* start *

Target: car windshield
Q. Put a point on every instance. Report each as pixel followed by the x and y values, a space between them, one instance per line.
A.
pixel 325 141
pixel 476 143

* end *

TASK DETAILS: Rewrite every line of the data above as a numbered list, leaving out any blank lines.

WORKED ANSWER:
1. Target: car windshield
2. Q. Put a point on every instance. Report each as pixel followed by the x and y values, a space between them, one instance per line.
3. A.
4. pixel 325 141
5. pixel 476 143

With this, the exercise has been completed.